■ Stored rows

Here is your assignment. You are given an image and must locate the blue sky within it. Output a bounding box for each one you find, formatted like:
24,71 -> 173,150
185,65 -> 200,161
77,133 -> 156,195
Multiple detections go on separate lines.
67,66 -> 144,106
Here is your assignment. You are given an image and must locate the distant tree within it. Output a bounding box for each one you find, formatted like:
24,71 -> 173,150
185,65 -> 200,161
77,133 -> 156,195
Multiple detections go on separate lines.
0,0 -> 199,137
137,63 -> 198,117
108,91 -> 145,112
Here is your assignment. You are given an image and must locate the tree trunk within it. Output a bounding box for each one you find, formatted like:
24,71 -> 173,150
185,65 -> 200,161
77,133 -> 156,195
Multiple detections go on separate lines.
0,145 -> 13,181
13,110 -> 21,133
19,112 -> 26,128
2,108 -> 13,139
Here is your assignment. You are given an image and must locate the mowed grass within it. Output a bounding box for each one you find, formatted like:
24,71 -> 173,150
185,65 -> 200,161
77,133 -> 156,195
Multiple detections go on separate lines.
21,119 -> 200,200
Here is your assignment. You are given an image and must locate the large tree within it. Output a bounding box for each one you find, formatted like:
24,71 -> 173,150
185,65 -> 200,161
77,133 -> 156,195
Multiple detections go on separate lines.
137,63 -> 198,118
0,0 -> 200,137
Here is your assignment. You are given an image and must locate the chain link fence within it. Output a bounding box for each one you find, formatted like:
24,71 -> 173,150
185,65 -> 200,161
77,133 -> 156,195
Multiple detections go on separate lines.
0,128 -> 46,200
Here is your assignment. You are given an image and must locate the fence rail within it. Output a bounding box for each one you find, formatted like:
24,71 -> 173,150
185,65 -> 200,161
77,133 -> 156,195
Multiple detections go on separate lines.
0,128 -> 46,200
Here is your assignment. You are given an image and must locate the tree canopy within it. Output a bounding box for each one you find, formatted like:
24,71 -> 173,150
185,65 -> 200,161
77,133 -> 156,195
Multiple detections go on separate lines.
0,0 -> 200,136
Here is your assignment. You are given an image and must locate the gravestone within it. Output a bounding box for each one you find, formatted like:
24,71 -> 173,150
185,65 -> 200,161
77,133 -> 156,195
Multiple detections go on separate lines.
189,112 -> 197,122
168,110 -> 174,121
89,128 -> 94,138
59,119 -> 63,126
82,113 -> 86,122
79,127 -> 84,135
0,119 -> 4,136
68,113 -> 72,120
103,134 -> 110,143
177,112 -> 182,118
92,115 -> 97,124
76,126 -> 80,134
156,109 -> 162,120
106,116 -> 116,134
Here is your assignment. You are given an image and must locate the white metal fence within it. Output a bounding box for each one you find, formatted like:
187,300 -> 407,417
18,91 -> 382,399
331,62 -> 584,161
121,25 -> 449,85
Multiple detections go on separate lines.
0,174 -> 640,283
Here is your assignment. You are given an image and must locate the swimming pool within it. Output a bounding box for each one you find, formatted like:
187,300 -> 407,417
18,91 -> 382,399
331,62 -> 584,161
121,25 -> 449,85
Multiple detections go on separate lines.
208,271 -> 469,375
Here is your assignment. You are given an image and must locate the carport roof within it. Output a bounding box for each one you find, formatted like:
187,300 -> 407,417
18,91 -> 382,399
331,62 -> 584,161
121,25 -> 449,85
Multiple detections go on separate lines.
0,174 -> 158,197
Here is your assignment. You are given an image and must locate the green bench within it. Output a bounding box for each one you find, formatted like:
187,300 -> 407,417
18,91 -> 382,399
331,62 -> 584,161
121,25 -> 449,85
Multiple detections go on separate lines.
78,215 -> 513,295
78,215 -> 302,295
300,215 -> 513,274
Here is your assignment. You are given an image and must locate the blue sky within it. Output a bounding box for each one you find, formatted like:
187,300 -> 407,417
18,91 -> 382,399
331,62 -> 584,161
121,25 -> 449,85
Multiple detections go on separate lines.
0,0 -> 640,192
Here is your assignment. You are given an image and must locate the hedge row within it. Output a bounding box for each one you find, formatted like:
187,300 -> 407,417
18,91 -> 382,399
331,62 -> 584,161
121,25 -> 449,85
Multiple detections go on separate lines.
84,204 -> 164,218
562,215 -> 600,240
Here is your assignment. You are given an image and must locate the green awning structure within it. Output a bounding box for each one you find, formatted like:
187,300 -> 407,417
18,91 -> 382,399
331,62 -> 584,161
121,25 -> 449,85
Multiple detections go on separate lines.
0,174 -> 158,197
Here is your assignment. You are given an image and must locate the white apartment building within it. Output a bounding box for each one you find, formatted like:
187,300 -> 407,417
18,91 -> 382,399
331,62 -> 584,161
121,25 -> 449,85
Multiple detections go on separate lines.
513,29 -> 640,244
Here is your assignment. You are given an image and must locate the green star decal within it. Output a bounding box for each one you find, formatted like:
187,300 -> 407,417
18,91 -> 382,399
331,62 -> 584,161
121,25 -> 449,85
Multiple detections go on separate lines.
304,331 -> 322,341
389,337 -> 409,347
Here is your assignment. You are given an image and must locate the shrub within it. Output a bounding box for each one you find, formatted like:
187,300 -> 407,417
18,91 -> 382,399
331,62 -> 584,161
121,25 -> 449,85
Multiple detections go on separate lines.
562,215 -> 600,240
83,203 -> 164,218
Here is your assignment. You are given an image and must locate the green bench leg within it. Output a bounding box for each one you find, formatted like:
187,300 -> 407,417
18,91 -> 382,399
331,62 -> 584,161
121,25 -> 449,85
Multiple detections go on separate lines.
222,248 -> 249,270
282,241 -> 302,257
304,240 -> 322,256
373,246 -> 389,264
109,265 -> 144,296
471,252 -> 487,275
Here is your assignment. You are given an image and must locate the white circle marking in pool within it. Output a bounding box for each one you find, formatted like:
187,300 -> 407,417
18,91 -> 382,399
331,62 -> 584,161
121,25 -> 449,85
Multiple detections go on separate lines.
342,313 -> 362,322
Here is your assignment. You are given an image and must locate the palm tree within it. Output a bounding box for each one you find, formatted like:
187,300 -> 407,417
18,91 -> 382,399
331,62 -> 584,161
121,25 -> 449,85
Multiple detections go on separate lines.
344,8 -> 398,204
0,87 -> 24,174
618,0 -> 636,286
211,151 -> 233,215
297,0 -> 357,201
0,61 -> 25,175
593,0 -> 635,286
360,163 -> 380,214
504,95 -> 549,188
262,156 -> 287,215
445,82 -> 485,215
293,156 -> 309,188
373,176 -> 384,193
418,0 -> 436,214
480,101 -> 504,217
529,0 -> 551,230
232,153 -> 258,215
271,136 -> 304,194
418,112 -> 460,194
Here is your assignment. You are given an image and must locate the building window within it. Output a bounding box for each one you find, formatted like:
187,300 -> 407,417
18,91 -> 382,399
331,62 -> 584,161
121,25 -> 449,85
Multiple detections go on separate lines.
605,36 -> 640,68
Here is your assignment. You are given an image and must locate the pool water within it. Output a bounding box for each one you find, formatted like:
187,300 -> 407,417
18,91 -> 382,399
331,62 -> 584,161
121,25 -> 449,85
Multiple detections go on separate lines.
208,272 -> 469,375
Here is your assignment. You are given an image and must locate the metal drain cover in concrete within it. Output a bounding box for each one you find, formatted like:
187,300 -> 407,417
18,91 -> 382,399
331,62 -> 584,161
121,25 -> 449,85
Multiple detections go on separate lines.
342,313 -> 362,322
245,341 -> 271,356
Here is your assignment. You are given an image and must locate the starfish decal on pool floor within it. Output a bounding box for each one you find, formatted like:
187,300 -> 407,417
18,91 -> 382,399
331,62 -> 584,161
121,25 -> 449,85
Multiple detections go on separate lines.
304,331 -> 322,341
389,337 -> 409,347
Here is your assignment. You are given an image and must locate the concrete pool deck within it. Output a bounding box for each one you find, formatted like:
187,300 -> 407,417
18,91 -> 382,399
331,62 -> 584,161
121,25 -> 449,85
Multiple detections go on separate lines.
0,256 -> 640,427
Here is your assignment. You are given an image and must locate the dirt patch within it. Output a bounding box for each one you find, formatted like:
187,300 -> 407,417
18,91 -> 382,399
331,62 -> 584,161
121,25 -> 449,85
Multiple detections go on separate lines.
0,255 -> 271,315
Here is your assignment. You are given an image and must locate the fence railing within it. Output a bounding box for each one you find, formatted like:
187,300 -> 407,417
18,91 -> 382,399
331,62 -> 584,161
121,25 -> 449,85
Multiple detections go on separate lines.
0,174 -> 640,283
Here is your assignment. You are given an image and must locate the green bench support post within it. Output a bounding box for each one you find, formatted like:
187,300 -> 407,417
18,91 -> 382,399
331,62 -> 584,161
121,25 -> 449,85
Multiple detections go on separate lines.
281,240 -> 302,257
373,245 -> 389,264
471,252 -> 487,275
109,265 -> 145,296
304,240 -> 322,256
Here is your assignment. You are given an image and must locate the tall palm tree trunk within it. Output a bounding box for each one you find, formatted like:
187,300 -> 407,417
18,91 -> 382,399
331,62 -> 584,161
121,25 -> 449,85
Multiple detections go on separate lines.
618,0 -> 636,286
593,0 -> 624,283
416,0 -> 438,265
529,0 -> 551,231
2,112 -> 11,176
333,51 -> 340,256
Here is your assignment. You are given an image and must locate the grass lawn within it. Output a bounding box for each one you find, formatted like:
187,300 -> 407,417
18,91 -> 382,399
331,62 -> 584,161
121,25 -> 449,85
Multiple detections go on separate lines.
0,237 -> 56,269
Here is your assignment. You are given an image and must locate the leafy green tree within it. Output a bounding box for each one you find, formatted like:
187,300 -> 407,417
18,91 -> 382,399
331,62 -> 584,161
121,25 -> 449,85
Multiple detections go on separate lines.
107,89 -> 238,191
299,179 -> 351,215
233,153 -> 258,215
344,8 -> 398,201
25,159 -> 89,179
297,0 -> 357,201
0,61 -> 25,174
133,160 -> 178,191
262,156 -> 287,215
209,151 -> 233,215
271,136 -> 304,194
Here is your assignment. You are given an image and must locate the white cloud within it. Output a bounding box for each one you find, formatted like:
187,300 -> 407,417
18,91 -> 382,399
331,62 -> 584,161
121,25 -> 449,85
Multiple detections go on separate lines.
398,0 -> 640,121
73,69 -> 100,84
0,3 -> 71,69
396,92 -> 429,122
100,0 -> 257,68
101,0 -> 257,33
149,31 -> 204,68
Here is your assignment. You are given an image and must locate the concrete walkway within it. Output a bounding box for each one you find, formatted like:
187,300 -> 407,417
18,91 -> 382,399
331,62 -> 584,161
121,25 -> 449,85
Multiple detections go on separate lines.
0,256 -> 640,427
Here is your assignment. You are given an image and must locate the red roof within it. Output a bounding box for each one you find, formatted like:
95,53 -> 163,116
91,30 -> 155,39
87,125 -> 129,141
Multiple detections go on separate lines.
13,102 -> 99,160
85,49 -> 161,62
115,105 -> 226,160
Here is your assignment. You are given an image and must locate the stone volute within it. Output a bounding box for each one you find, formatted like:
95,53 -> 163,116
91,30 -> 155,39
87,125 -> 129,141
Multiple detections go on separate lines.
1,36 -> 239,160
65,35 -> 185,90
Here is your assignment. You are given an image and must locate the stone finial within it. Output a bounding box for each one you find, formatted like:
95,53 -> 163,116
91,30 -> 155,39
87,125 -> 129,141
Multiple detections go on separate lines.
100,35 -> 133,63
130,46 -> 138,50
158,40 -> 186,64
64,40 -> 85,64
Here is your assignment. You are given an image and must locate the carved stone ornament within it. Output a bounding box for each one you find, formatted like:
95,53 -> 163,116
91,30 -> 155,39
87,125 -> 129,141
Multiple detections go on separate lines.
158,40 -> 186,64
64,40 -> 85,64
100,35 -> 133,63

■ Goal
Rescale the stretch from the start of the records through the line containing "67,66 -> 144,106", reproducing every line of it in full and returning only those lines. Multiply each bounding-box coordinate in the answers by 0.9 and round to whole numbers, halves up, leaving all other numbers unchanged.

■ Written response
Here is your assignment. You are given an image and must locate the blue sky within it. Output a bounding box for each one you find, formatted like:
24,71 -> 173,150
185,65 -> 200,161
77,133 -> 156,195
Multiple detections go on separate lines.
60,59 -> 130,95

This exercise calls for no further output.